— BEGIN Available records —

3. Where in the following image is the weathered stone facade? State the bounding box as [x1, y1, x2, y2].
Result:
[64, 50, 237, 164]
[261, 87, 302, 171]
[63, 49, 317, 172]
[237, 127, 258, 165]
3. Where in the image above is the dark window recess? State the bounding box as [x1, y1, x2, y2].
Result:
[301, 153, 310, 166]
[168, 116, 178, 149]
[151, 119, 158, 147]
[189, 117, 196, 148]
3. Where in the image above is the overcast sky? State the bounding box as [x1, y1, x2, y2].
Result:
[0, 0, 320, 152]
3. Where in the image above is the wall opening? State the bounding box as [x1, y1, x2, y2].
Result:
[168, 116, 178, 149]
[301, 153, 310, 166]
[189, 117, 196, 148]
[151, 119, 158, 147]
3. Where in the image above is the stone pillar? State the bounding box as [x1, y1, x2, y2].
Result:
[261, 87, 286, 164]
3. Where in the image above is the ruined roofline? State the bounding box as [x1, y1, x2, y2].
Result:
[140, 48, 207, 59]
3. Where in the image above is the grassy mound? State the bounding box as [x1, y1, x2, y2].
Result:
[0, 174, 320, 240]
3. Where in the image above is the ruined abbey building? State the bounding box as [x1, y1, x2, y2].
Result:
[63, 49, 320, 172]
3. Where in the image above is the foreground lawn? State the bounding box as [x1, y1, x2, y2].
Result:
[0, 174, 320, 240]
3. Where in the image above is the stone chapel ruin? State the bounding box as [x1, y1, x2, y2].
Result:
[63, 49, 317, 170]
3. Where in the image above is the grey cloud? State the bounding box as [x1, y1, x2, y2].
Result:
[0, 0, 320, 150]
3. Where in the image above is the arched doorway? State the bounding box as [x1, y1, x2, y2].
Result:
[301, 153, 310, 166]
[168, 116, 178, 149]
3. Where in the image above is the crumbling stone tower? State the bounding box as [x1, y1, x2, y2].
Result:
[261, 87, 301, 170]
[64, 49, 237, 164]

— END Available records —

- **Request**
Copy out everything from the line containing "3. Where in the image above is the foreground" down to the end of the data, both ends included and with no changes.

- **Solution to this task**
3. Where in the image above is the foreground lawn? State the bounding box as [x1, y1, x2, y2].
Result:
[0, 174, 320, 240]
3. Where in the image above is the stone chapel ruin? State the bounding box as [x1, y1, x2, y2].
Result:
[63, 49, 317, 170]
3. Where in the image above is the grey cloud? State the bounding box as [x1, y1, x2, y2].
Result:
[0, 0, 320, 150]
3. Where in the image above is the arched doorway? State the bounding box as [x1, y1, x2, y2].
Result:
[301, 153, 310, 166]
[168, 116, 178, 149]
3. Where in the image above is the crumbling stone tower? State the bounding box as [x1, y1, x2, y2].
Result:
[261, 87, 301, 170]
[64, 49, 237, 164]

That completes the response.